PROBLEM TO SOLVE >>
Write the entries below out again exactly; any picture in them stays out.

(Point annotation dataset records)
..............................
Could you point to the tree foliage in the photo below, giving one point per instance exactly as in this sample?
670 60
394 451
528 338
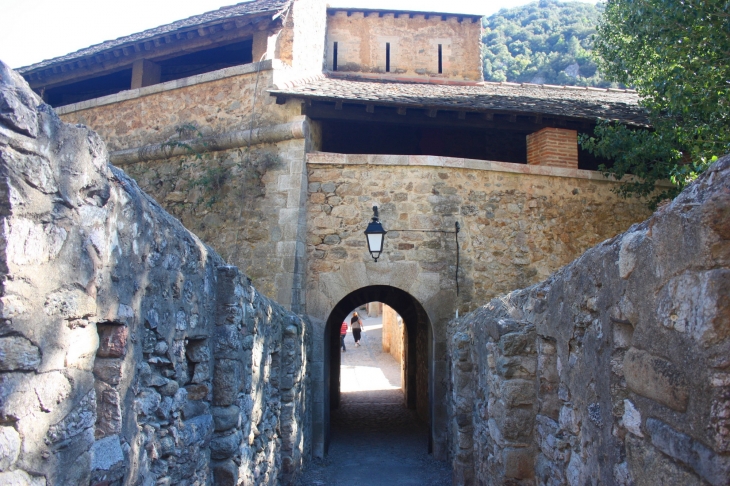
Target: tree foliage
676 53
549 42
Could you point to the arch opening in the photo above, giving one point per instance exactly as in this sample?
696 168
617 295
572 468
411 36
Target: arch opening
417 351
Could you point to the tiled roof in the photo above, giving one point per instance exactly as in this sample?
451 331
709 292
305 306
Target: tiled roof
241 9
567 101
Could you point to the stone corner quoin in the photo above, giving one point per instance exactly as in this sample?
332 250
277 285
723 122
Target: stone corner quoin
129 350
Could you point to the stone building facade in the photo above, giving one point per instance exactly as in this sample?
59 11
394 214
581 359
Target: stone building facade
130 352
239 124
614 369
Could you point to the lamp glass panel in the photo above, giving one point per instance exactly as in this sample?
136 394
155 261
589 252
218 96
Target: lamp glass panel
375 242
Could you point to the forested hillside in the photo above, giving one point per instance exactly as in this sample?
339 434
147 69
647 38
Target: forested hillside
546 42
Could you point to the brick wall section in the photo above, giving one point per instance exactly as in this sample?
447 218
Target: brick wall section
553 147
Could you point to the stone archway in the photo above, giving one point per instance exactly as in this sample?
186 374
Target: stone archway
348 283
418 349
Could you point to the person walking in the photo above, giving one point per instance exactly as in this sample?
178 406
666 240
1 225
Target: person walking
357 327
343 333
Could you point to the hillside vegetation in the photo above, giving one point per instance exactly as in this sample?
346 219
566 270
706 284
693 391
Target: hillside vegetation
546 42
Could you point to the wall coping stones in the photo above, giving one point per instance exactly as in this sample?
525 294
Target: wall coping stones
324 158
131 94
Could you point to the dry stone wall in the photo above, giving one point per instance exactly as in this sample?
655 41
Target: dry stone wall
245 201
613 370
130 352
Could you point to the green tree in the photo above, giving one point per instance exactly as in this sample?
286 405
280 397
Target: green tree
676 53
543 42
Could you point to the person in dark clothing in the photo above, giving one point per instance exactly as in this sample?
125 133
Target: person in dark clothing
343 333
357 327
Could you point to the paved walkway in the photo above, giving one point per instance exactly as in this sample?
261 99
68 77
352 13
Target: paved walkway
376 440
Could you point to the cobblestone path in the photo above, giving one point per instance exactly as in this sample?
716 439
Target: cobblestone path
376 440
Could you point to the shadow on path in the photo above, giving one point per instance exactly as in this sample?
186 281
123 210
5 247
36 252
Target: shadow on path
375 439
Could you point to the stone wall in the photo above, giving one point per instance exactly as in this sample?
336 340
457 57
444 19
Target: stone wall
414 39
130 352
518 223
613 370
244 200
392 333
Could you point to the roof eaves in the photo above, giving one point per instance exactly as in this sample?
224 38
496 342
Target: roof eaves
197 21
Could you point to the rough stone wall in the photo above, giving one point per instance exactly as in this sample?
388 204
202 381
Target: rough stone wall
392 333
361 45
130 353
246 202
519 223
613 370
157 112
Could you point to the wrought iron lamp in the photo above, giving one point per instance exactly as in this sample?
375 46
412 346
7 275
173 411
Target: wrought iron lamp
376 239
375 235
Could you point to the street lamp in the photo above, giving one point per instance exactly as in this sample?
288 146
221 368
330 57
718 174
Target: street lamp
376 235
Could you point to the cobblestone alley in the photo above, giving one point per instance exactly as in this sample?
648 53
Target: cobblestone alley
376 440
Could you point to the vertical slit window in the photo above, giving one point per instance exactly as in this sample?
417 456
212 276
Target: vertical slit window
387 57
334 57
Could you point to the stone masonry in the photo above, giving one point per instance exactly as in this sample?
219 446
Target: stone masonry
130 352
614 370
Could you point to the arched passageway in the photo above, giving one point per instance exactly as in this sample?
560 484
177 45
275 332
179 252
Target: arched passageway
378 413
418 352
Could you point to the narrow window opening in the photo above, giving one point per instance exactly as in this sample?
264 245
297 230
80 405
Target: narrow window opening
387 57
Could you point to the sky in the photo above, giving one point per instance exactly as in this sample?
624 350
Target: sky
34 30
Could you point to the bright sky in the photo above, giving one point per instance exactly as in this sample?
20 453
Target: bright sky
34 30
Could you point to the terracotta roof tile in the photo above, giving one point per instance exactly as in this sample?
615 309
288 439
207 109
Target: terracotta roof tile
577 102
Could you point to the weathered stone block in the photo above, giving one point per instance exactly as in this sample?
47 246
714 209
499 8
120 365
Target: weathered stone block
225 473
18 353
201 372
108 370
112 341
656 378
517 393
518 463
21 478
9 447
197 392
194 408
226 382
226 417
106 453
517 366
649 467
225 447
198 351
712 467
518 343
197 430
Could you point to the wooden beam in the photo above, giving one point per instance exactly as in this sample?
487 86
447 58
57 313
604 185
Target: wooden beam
..............................
SOLUTION FOR THIS EXERCISE >>
Could you point to the tree foliage in the photo below, giving one point per instance exactly as in this sample?
670 60
394 451
528 338
Target: tree foliage
676 53
549 42
Could you point to the arch opening in the photo above, giving one point per instance exactly as in this sample?
696 168
617 295
572 468
411 36
Target: arch opening
417 351
Could you point to the tiled roof in the photo above, giving one point per instance exactly as in this sample?
451 331
709 292
305 306
Target: tiled roof
241 9
567 101
Could you point to the stone corner quoin in the photo above, giving one point per instance exactly as in this sample?
332 250
277 285
723 122
Target: stone corner quoin
129 350
Could you point to the stone building facade in the photo above, giving one point per instance exactly as in this sample?
59 11
394 214
581 359
Target: stone building facade
130 352
239 124
614 369
Could you point to the lamp glass panel in the photo above, giving one point per instance exactly as in this sample?
136 394
155 261
589 252
218 96
Target: lamp glass panel
375 242
Could you point to the forested hillside in the photo above, giving one point per instance exactly as in this sample?
339 434
147 69
647 38
Target: forested hillside
546 42
Could you point to the brick wall section in the photo above, giving one point per instance exactly as in this sample?
447 218
Target: brick wall section
553 147
Could you point to the stone archway in the photo above, giving one point per instance exactly as in this sample?
186 374
Target: stone archway
348 283
418 349
Could you point to the person walking in the photo above, giving one point per instance exactly as in this sample?
178 406
666 240
1 225
Target: person walking
357 327
343 333
Could you point to the hillside vegetation in the photo above, giving one point per instance exactly as in this sample?
346 219
566 270
706 284
693 391
Target: hillside vegetation
546 42
Could you point to the wall coping stones in the photo above, giving one point per instance exactly as in this sample?
525 294
Target: wall coping stones
324 158
131 94
Could you point to the dry stone wall in the photo above, giving one point per instance exactly as in this sample?
655 41
Target: dry stone wall
245 201
613 370
130 352
Could you point to the green tree in the photo above, giving one point per instance exactly as in this sample?
286 405
280 397
Target: green tree
676 53
543 42
Could you point to the person in dark clothing in the photo above, giving one point per instance exactly as in this sample?
125 133
Target: person in dark clothing
343 333
357 327
Could you point to the paved walkway in the photo above, giving one point per instance exactly as in this sample?
261 99
68 77
352 13
Target: paved walkway
376 440
Could you point to the cobblestone path in the photo above, giving one point per instance exactly as in this sample?
716 439
Target: cobblestone path
376 440
Could you point to the shadow on path in the photo above, giving one point per instance exactly as in this sample?
186 281
123 210
5 247
36 252
Target: shadow on path
375 439
Could you point to the stone wall in the photo above, giving one point per instance exactly as in this sample?
336 340
457 57
444 19
Target: stone wall
414 39
130 352
518 223
613 370
244 200
392 333
Could you point to the roof eaves in the photo above, giving one point per instance exactly as in this sample?
224 38
496 342
Target: roof eaves
197 21
Could you point to the rough stone wall in the photo above, giving one point per instance exactly as in this sample?
388 204
202 381
Target: rough stone wall
392 333
361 45
130 353
246 202
519 223
613 370
157 112
Could you point to the wrought iron lamp in the photo above, giving one point per instance exactly as in this sample?
375 46
412 346
7 275
173 411
Target: wrought iron lamp
376 239
375 235
Could you point to the street lamp in the photo above, giving one point per instance exactly as in this sample?
288 146
221 368
330 57
718 174
Target: street lamp
376 235
Could you point to the cobblestone alley in the photo above, giving one point per instance exactly as in this sample?
648 53
Target: cobblestone alley
376 440
Could you point to the vertical slit window in the photo above, giving one point per instance exactly as in this sample?
417 456
212 276
Target: vertical slit window
387 57
334 57
Could you point to the stone masonry in the photo above, giving one point per instance exactly as in this sample?
219 446
Target: stone masonry
130 352
614 370
Could you point to the arched passageway in the photo above, giving one point per instance exactly as in this sample?
560 484
177 45
275 332
179 252
Target: arched passageway
378 413
418 352
Could you point to the narrow window opening in the photo above, giving one point per instance exactly as in this sample?
264 245
297 230
80 405
Target: narrow window opening
387 57
Could you point to the sky in the photo above, giving one point per instance exactly as in this sample?
624 350
Target: sky
34 30
Could you point to the bright sky in the photo above, giving one point per instance exactly as in this sample?
20 453
Target: bright sky
34 30
Could you point to the terracotta roof tile in the photo above, giving one point per instance exactly as in this sample?
615 309
288 439
207 109
Target: terracotta roof tile
577 102
Could you point to the weathered stone block in the photo above, giving one point per instance exactly as in this sample?
47 246
714 209
499 8
120 365
Target: weathered stone block
225 473
18 353
201 372
108 370
112 341
656 378
517 393
518 463
21 478
9 447
197 392
194 408
226 382
226 417
106 453
517 366
649 467
225 447
198 351
712 467
518 343
197 430
Could you point to the wooden beam in the photo above, giving one point per instance exactly as in this sample?
487 86
447 58
57 313
604 185
Target: wooden beam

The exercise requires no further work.